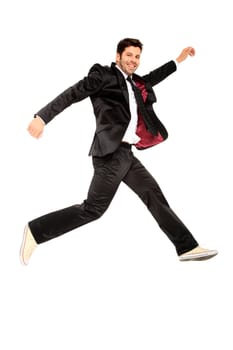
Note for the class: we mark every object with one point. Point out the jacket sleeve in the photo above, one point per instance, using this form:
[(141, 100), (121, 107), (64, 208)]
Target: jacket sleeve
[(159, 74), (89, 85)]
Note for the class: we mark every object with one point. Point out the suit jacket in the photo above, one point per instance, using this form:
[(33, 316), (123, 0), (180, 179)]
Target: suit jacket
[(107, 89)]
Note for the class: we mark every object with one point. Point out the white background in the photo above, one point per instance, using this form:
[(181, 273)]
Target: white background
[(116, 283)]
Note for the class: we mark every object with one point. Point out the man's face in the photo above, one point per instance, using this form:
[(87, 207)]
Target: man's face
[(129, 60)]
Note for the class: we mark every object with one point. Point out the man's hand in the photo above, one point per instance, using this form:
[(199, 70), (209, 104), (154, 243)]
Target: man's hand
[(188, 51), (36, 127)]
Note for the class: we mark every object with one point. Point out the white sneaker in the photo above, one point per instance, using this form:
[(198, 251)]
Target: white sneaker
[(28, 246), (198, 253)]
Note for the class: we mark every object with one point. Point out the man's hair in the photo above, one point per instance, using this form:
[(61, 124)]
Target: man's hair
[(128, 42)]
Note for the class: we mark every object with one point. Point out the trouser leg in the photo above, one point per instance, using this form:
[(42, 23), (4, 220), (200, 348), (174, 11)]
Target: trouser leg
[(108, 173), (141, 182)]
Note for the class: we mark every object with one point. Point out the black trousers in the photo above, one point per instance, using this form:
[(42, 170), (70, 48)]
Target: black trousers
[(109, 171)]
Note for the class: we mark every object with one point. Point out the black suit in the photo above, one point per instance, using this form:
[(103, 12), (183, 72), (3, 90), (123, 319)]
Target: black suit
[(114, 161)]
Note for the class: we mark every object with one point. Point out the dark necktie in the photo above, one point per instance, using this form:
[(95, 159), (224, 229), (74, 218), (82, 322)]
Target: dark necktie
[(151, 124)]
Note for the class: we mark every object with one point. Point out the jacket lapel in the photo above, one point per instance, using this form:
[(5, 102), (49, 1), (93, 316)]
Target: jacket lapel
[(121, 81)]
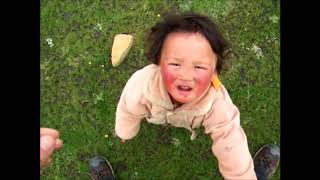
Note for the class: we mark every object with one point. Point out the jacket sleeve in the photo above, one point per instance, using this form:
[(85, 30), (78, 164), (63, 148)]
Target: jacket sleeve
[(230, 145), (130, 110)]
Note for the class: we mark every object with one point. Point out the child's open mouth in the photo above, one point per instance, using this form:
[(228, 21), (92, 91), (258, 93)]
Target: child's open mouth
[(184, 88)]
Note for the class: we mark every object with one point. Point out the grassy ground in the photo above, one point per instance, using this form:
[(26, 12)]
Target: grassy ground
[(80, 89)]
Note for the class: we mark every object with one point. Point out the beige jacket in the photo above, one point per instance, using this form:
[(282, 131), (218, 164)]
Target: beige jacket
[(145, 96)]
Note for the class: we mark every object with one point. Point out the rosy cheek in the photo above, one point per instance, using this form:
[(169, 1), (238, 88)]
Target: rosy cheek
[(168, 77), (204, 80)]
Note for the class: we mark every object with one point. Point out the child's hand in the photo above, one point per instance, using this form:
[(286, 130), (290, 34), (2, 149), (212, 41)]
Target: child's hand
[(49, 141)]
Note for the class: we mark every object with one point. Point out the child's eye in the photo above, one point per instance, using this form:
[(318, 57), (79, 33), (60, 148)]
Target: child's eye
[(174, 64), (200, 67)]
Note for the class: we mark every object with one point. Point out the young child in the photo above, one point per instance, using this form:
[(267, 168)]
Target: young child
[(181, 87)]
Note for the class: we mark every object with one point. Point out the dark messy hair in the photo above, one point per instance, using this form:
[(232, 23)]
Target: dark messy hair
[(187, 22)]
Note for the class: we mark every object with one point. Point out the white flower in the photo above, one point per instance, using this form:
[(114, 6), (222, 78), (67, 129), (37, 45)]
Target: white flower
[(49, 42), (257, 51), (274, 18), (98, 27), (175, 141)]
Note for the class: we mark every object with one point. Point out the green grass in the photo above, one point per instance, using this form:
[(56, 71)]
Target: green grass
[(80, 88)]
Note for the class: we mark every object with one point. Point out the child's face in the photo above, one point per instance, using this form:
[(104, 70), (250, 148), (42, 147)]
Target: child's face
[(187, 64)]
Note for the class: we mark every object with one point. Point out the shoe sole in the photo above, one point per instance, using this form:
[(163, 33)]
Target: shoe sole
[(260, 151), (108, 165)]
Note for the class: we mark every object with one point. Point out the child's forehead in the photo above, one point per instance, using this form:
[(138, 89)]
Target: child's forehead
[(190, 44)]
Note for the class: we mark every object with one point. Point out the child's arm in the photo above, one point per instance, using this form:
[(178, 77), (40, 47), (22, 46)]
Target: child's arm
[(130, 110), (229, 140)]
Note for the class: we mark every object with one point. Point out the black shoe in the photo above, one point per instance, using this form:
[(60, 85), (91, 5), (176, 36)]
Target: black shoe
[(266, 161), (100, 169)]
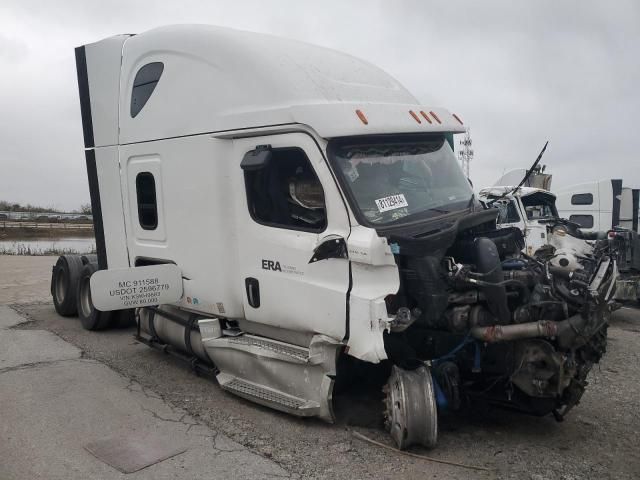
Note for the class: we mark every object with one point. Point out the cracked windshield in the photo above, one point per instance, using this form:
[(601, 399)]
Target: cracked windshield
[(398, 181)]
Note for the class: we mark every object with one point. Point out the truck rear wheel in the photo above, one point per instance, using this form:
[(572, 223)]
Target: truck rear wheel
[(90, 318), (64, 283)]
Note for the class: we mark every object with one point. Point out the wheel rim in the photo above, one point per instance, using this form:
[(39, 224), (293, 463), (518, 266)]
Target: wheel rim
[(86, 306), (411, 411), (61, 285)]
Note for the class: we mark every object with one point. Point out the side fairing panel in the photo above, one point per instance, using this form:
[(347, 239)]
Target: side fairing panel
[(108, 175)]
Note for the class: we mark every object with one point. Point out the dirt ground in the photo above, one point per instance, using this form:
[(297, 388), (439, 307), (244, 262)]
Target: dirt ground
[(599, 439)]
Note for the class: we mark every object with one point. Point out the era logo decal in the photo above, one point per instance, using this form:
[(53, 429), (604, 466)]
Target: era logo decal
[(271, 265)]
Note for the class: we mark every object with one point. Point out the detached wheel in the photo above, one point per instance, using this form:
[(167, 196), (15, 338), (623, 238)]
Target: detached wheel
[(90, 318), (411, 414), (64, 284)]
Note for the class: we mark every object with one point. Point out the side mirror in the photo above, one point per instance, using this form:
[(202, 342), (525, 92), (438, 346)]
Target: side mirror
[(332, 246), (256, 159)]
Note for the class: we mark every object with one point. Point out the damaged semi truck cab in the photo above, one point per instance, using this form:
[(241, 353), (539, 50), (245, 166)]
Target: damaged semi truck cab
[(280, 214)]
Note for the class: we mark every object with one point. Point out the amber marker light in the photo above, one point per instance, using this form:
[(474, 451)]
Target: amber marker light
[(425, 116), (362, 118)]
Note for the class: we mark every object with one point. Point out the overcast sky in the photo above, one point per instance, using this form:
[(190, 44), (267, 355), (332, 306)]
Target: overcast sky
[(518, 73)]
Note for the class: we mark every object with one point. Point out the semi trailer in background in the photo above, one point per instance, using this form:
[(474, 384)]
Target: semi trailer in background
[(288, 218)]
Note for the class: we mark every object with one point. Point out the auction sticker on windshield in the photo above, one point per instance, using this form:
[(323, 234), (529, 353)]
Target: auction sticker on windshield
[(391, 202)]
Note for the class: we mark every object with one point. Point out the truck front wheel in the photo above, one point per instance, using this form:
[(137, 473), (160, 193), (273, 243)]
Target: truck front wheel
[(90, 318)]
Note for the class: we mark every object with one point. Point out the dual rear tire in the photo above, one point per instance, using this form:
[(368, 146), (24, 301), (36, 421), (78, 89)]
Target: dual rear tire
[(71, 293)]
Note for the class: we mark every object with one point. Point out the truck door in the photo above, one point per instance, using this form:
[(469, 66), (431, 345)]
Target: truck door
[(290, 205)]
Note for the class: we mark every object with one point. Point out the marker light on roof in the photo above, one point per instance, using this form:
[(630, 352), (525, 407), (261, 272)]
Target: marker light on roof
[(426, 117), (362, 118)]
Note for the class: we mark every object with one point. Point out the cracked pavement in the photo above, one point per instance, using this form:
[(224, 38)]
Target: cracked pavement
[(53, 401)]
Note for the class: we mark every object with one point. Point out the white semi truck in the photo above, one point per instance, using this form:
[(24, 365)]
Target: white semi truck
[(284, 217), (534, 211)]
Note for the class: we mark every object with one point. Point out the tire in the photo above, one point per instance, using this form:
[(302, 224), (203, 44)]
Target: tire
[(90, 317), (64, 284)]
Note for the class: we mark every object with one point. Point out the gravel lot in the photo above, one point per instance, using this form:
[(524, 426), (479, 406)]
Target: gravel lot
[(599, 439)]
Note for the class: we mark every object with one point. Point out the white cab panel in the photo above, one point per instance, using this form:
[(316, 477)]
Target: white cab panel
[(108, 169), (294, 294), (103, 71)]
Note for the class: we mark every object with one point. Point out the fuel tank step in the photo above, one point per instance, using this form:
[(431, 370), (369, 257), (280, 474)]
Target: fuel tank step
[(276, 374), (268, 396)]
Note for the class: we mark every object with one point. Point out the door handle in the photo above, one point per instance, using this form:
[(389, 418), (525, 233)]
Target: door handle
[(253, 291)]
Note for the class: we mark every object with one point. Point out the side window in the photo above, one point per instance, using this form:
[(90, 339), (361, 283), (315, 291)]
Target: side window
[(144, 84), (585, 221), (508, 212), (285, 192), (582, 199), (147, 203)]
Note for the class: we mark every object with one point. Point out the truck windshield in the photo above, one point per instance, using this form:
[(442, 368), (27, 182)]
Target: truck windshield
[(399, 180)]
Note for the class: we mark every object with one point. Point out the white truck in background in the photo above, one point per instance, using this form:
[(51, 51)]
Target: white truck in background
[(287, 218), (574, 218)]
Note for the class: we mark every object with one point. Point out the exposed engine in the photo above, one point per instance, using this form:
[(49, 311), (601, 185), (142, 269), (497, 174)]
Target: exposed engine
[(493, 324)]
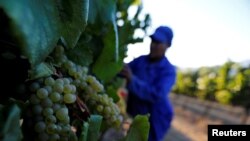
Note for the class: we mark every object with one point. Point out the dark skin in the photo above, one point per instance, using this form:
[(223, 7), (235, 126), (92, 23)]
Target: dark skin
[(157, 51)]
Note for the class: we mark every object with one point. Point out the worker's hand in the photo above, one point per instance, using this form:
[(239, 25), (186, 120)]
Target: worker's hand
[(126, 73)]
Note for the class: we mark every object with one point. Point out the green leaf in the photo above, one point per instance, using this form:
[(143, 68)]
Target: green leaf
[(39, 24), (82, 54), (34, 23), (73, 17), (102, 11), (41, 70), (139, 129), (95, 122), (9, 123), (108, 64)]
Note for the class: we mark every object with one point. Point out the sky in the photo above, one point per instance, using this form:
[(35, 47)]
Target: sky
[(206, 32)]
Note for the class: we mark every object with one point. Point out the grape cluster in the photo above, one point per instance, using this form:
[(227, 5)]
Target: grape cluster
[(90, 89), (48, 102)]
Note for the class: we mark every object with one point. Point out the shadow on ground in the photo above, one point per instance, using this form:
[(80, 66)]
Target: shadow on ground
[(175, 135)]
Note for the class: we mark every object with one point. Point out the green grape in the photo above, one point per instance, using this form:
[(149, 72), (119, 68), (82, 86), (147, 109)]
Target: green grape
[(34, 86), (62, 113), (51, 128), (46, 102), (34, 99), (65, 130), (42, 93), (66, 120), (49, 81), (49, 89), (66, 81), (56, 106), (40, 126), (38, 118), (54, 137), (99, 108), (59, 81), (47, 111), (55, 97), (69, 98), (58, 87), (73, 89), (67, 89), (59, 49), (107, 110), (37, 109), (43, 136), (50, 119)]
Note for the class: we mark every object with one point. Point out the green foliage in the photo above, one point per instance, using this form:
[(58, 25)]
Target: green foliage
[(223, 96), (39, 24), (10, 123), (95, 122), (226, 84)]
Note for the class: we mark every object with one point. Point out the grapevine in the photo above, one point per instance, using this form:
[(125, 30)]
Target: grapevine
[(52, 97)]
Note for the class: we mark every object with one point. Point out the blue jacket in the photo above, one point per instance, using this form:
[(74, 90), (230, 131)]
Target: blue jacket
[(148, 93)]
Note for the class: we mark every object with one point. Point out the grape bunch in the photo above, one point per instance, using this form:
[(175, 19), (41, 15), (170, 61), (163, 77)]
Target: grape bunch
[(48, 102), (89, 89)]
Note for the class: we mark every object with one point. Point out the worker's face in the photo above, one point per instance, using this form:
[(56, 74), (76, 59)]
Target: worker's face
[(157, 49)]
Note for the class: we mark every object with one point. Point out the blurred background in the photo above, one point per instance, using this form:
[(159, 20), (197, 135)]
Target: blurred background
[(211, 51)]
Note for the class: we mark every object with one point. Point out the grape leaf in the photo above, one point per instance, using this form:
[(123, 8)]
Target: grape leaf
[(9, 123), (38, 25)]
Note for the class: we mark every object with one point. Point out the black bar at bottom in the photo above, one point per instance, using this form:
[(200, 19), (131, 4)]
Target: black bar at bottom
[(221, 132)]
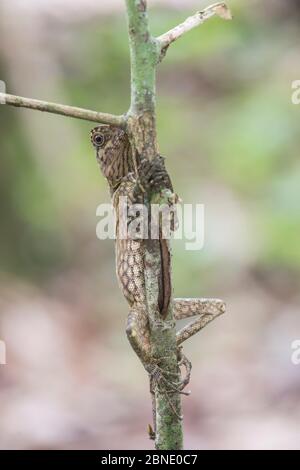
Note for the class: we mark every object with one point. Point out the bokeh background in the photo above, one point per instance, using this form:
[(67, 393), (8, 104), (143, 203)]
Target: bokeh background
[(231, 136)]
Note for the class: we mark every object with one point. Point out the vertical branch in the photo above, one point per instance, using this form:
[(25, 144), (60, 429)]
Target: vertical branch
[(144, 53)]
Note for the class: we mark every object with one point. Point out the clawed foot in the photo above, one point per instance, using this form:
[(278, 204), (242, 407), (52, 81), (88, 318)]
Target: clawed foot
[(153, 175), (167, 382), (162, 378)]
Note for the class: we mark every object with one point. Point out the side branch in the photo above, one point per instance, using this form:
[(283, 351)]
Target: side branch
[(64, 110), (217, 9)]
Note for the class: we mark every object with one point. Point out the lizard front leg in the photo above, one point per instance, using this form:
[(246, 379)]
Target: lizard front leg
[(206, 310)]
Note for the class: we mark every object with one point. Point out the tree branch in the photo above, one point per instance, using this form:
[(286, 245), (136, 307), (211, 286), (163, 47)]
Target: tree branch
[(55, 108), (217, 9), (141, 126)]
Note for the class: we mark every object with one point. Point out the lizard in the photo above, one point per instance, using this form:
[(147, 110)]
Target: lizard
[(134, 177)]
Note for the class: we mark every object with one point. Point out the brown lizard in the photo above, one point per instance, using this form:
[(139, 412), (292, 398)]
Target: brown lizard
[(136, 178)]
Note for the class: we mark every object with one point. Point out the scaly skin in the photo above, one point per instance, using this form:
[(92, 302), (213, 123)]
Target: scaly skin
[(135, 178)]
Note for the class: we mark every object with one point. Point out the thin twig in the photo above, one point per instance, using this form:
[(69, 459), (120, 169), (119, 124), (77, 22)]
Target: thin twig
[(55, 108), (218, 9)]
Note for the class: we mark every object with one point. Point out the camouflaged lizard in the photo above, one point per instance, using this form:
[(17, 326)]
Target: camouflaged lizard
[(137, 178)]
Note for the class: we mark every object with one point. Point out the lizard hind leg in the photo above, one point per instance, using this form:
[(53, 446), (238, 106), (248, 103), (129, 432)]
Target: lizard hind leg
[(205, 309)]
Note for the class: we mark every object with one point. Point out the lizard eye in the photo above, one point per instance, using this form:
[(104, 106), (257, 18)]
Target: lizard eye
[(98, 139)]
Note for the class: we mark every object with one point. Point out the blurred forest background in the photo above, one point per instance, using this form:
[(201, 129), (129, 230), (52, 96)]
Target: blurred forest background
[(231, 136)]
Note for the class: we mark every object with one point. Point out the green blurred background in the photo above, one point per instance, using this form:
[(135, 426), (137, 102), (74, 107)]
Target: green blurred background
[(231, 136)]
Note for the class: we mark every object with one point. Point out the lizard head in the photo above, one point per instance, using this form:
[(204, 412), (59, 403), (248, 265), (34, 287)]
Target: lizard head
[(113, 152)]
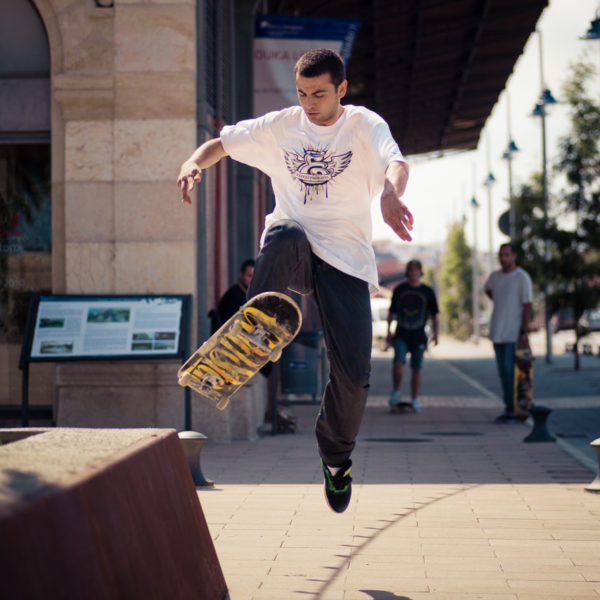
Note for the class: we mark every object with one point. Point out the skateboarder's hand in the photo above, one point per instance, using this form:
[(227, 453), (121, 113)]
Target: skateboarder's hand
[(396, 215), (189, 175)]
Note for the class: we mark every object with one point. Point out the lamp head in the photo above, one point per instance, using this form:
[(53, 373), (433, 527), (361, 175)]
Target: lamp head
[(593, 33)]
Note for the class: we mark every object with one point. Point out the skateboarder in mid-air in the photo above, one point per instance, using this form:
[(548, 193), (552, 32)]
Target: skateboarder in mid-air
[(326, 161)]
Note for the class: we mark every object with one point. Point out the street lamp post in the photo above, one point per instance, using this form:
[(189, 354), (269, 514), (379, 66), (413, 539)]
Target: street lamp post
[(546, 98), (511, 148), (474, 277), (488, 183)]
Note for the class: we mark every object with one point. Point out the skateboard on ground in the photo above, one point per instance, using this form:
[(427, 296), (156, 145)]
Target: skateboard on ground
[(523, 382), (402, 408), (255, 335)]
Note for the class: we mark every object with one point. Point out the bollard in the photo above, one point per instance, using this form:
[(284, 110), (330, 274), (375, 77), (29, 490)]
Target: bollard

— Task —
Whichever lines of the records above hold the word "bollard" should all be copied out.

— Response for this exercise —
Note for the class: we mark every object with one point. Point out the bollard in the photo above, one point per instance, using this form:
Target: bollard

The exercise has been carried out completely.